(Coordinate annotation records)
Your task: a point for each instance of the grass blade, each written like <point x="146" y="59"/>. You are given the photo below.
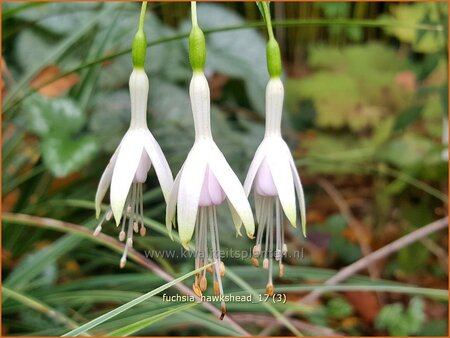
<point x="93" y="323"/>
<point x="142" y="324"/>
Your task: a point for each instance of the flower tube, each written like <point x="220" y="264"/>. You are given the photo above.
<point x="273" y="174"/>
<point x="205" y="181"/>
<point x="138" y="150"/>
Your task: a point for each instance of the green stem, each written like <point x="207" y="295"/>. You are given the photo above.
<point x="267" y="18"/>
<point x="142" y="17"/>
<point x="194" y="13"/>
<point x="40" y="307"/>
<point x="12" y="100"/>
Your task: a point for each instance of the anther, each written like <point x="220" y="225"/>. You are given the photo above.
<point x="269" y="289"/>
<point x="197" y="290"/>
<point x="222" y="269"/>
<point x="223" y="309"/>
<point x="122" y="236"/>
<point x="203" y="283"/>
<point x="281" y="273"/>
<point x="108" y="215"/>
<point x="216" y="288"/>
<point x="277" y="255"/>
<point x="257" y="250"/>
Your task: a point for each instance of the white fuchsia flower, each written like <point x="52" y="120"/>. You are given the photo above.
<point x="128" y="167"/>
<point x="275" y="180"/>
<point x="273" y="174"/>
<point x="205" y="181"/>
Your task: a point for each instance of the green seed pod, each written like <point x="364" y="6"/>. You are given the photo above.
<point x="197" y="49"/>
<point x="139" y="49"/>
<point x="273" y="58"/>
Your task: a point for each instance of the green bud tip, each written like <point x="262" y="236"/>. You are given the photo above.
<point x="273" y="58"/>
<point x="139" y="49"/>
<point x="197" y="49"/>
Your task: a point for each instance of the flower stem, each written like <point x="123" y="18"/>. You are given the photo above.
<point x="194" y="13"/>
<point x="268" y="20"/>
<point x="142" y="17"/>
<point x="140" y="42"/>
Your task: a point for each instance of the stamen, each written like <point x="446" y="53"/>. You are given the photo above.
<point x="278" y="226"/>
<point x="197" y="290"/>
<point x="257" y="250"/>
<point x="269" y="289"/>
<point x="108" y="214"/>
<point x="143" y="230"/>
<point x="122" y="236"/>
<point x="281" y="273"/>
<point x="216" y="256"/>
<point x="203" y="283"/>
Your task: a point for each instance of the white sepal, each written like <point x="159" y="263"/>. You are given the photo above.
<point x="104" y="183"/>
<point x="233" y="189"/>
<point x="124" y="171"/>
<point x="159" y="162"/>
<point x="191" y="182"/>
<point x="280" y="169"/>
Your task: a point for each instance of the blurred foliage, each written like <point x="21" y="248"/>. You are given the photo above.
<point x="366" y="93"/>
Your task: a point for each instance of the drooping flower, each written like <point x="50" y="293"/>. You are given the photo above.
<point x="128" y="167"/>
<point x="275" y="181"/>
<point x="205" y="181"/>
<point x="273" y="175"/>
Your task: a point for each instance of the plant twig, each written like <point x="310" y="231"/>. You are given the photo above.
<point x="40" y="307"/>
<point x="354" y="224"/>
<point x="114" y="244"/>
<point x="263" y="320"/>
<point x="362" y="263"/>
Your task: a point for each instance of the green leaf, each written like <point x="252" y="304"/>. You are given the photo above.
<point x="64" y="156"/>
<point x="142" y="324"/>
<point x="54" y="117"/>
<point x="93" y="323"/>
<point x="225" y="51"/>
<point x="407" y="151"/>
<point x="406" y="16"/>
<point x="399" y="322"/>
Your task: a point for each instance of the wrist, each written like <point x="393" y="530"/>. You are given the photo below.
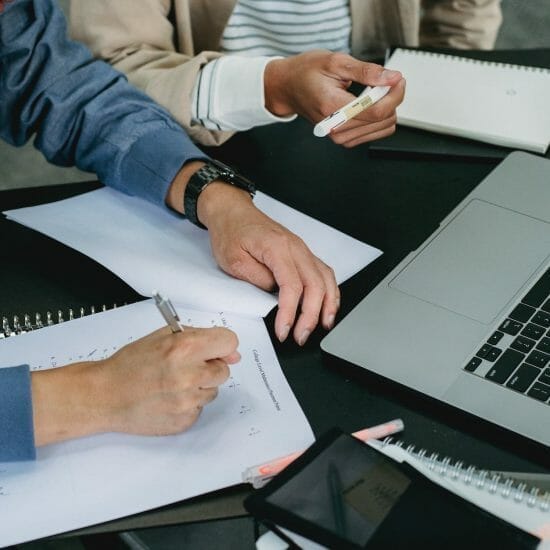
<point x="67" y="403"/>
<point x="174" y="197"/>
<point x="218" y="199"/>
<point x="276" y="89"/>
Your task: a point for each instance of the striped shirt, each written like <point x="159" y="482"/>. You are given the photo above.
<point x="229" y="94"/>
<point x="287" y="27"/>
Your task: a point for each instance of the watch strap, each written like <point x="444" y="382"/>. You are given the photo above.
<point x="211" y="171"/>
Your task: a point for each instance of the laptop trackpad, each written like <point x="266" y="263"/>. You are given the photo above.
<point x="478" y="262"/>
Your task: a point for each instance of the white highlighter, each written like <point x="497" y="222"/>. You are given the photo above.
<point x="369" y="96"/>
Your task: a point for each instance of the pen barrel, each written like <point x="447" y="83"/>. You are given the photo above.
<point x="359" y="106"/>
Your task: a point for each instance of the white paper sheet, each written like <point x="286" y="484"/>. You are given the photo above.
<point x="95" y="479"/>
<point x="150" y="248"/>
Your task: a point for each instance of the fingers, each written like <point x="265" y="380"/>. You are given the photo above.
<point x="377" y="122"/>
<point x="304" y="282"/>
<point x="346" y="67"/>
<point x="319" y="299"/>
<point x="201" y="345"/>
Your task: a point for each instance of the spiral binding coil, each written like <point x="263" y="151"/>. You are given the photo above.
<point x="22" y="325"/>
<point x="460" y="59"/>
<point x="482" y="479"/>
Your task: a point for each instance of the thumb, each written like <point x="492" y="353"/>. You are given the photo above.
<point x="347" y="67"/>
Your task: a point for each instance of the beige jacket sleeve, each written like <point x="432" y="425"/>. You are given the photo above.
<point x="468" y="24"/>
<point x="138" y="39"/>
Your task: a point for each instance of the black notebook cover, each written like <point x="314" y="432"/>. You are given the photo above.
<point x="343" y="493"/>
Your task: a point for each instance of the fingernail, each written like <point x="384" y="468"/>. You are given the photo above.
<point x="303" y="337"/>
<point x="387" y="73"/>
<point x="283" y="333"/>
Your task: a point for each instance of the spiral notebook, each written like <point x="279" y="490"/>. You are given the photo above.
<point x="498" y="103"/>
<point x="522" y="501"/>
<point x="13" y="325"/>
<point x="342" y="493"/>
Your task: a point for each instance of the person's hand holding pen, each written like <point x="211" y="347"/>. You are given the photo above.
<point x="156" y="385"/>
<point x="315" y="84"/>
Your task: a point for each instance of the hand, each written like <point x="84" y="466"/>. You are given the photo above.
<point x="251" y="246"/>
<point x="314" y="85"/>
<point x="154" y="386"/>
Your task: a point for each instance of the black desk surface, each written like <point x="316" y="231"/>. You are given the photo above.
<point x="391" y="204"/>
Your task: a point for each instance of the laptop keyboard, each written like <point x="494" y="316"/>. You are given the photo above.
<point x="517" y="355"/>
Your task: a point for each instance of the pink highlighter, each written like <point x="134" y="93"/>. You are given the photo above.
<point x="259" y="475"/>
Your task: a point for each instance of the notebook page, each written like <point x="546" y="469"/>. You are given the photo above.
<point x="532" y="515"/>
<point x="496" y="103"/>
<point x="149" y="247"/>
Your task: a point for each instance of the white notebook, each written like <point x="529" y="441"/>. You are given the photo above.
<point x="522" y="504"/>
<point x="496" y="103"/>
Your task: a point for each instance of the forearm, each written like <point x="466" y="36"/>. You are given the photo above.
<point x="70" y="402"/>
<point x="16" y="426"/>
<point x="83" y="111"/>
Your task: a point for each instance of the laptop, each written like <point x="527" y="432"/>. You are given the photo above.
<point x="465" y="318"/>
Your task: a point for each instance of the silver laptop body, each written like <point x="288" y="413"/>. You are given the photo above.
<point x="426" y="324"/>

What is expected:
Retype all of the entries above verbatim, omitting the pictures from your answer.

Result of the exercise:
Your task: a point for each instance of the grass blade, each written like <point x="146" y="59"/>. You are given the photo below.
<point x="93" y="323"/>
<point x="142" y="324"/>
Your task: a point for each instance of the flower tube, each written like <point x="220" y="264"/>. You are given the photo above.
<point x="273" y="174"/>
<point x="205" y="181"/>
<point x="138" y="150"/>
Your task: a point for each instance of the green stem, each written like <point x="207" y="295"/>. You are given the photo above.
<point x="267" y="18"/>
<point x="142" y="17"/>
<point x="194" y="13"/>
<point x="40" y="307"/>
<point x="12" y="100"/>
Your task: a point for each instance of the anther, each written like <point x="220" y="225"/>. You are given the photo above.
<point x="269" y="289"/>
<point x="197" y="290"/>
<point x="222" y="269"/>
<point x="223" y="309"/>
<point x="122" y="236"/>
<point x="203" y="283"/>
<point x="281" y="273"/>
<point x="108" y="215"/>
<point x="216" y="288"/>
<point x="277" y="255"/>
<point x="257" y="250"/>
Your task: a point for each instance of the white fuchsia flower, each written like <point x="52" y="120"/>. You are given the photo above.
<point x="128" y="167"/>
<point x="275" y="180"/>
<point x="273" y="174"/>
<point x="205" y="181"/>
Your task: a point for each instance of the green seed pod, each written like <point x="364" y="6"/>. You are given the photo above.
<point x="197" y="49"/>
<point x="139" y="49"/>
<point x="273" y="58"/>
Your task: a point for each instance of the green bud tip, each written like <point x="262" y="236"/>. You are given the photo above.
<point x="273" y="58"/>
<point x="139" y="49"/>
<point x="197" y="49"/>
Your task: a point for each instance of the flower stem, each written like <point x="123" y="18"/>. You are given the photo above.
<point x="194" y="13"/>
<point x="268" y="20"/>
<point x="142" y="17"/>
<point x="140" y="42"/>
Your task: a point for each instance of the stamen, each written like <point x="446" y="53"/>. You are given the photo above.
<point x="278" y="226"/>
<point x="197" y="290"/>
<point x="257" y="250"/>
<point x="269" y="289"/>
<point x="108" y="214"/>
<point x="143" y="230"/>
<point x="122" y="236"/>
<point x="281" y="273"/>
<point x="216" y="256"/>
<point x="203" y="283"/>
Your task: a point for each instance of the white sepal, each written like <point x="159" y="263"/>. You are given the photo above.
<point x="104" y="183"/>
<point x="233" y="189"/>
<point x="124" y="171"/>
<point x="159" y="162"/>
<point x="191" y="182"/>
<point x="280" y="169"/>
Your task: a point for each instance of the blurred foliage, each written like <point x="21" y="248"/>. You are given the photo above.
<point x="366" y="93"/>
Your task: a point for each instance of the drooping flower, each written like <point x="50" y="293"/>. You are given the photo above.
<point x="128" y="167"/>
<point x="275" y="181"/>
<point x="205" y="181"/>
<point x="273" y="175"/>
Your task: a point for each instance of the plant twig, each written like <point x="310" y="231"/>. You are given the photo above.
<point x="40" y="307"/>
<point x="354" y="224"/>
<point x="114" y="244"/>
<point x="263" y="320"/>
<point x="362" y="263"/>
Your task: a point for each instance of the green leaf, each written like <point x="252" y="304"/>. You are given the photo above.
<point x="64" y="156"/>
<point x="142" y="324"/>
<point x="54" y="117"/>
<point x="93" y="323"/>
<point x="225" y="51"/>
<point x="407" y="151"/>
<point x="406" y="16"/>
<point x="399" y="322"/>
Your task: a point for each instance of the wrist, each written like <point x="393" y="530"/>. You are given the photo below.
<point x="67" y="403"/>
<point x="174" y="197"/>
<point x="218" y="199"/>
<point x="276" y="89"/>
Your task: a point for each instance of the striped shirt, each written like <point x="159" y="482"/>. You are given the photo above.
<point x="229" y="94"/>
<point x="287" y="27"/>
Your task: a point for each instance of the watch strap, each written like <point x="444" y="382"/>. You are given the photo above.
<point x="211" y="171"/>
Your task: a point for each instance of the laptop trackpad, each written like <point x="266" y="263"/>. You are given the photo above.
<point x="478" y="262"/>
Your task: a point for each instance of the white highlighter, each written like <point x="497" y="222"/>. You are given the photo above.
<point x="369" y="96"/>
Your task: a point for each instance of the pen barrel, each written like <point x="447" y="83"/>. You are given the photo above.
<point x="359" y="106"/>
Your task: a point for each instance of the white paper sheet, each written like <point x="286" y="484"/>. You are given the photo above.
<point x="95" y="479"/>
<point x="150" y="248"/>
Your task: a point for each instance of the fingers, each written like <point x="265" y="380"/>. You are given the photo above.
<point x="377" y="122"/>
<point x="304" y="282"/>
<point x="346" y="67"/>
<point x="319" y="299"/>
<point x="201" y="345"/>
Your task: a point for each instance of the spiral binding coil, each written like <point x="263" y="151"/>. You are given the photo above.
<point x="22" y="325"/>
<point x="460" y="59"/>
<point x="482" y="479"/>
Your task: a point for each instance of the thumb, each written like <point x="492" y="353"/>. You are given the photo above.
<point x="347" y="67"/>
Your task: a point for each instance of the beige jacket sleeve, each written like <point x="432" y="425"/>. You are given the photo above.
<point x="468" y="24"/>
<point x="138" y="39"/>
Your task: a point for each instance of the black notebook cover, each written like <point x="314" y="432"/>. You are given the photo above.
<point x="343" y="493"/>
Your task: a point for each instance of the fingernail, each written like <point x="384" y="468"/>. You are given the photo above.
<point x="303" y="337"/>
<point x="387" y="73"/>
<point x="283" y="333"/>
Your task: a point for each instance of the spiral notebook, each written like <point x="279" y="490"/>. You are given the photo above.
<point x="498" y="103"/>
<point x="522" y="501"/>
<point x="13" y="325"/>
<point x="342" y="493"/>
Your task: a point for each instance of the person's hand holding pen, each written like <point x="211" y="347"/>. You are given the photo above.
<point x="156" y="385"/>
<point x="315" y="84"/>
Your task: a point for each instance of the hand, each written like <point x="84" y="466"/>. You are given the photo above.
<point x="251" y="246"/>
<point x="314" y="85"/>
<point x="154" y="386"/>
Your task: a point for each instance of the black desk surface, each written like <point x="316" y="231"/>. You are given the photo above.
<point x="391" y="204"/>
Your task: a point for each instance of the laptop keyboard, each written like <point x="494" y="316"/>. You are given the photo above.
<point x="517" y="355"/>
Your task: a point for each instance of the pink highlighter, each written like <point x="134" y="93"/>. You are given the photo above.
<point x="259" y="475"/>
Your task: a point for each instance of the notebook page, each written like <point x="546" y="469"/>. You are given the photo above.
<point x="532" y="515"/>
<point x="496" y="103"/>
<point x="149" y="247"/>
Your task: a point for each instance of the white notebook, each written like <point x="529" y="441"/>. You are given the photo above.
<point x="522" y="504"/>
<point x="496" y="103"/>
Your task: a point for each instance of the forearm, each written like <point x="466" y="36"/>. You are given the photo above.
<point x="70" y="402"/>
<point x="16" y="426"/>
<point x="83" y="111"/>
Your task: a point for each instance of the laptop, each written like <point x="527" y="432"/>. You are given the photo above.
<point x="465" y="318"/>
Your task: a point for each instance of the silver laptop body, each written like <point x="288" y="413"/>. You are given the photo above.
<point x="426" y="324"/>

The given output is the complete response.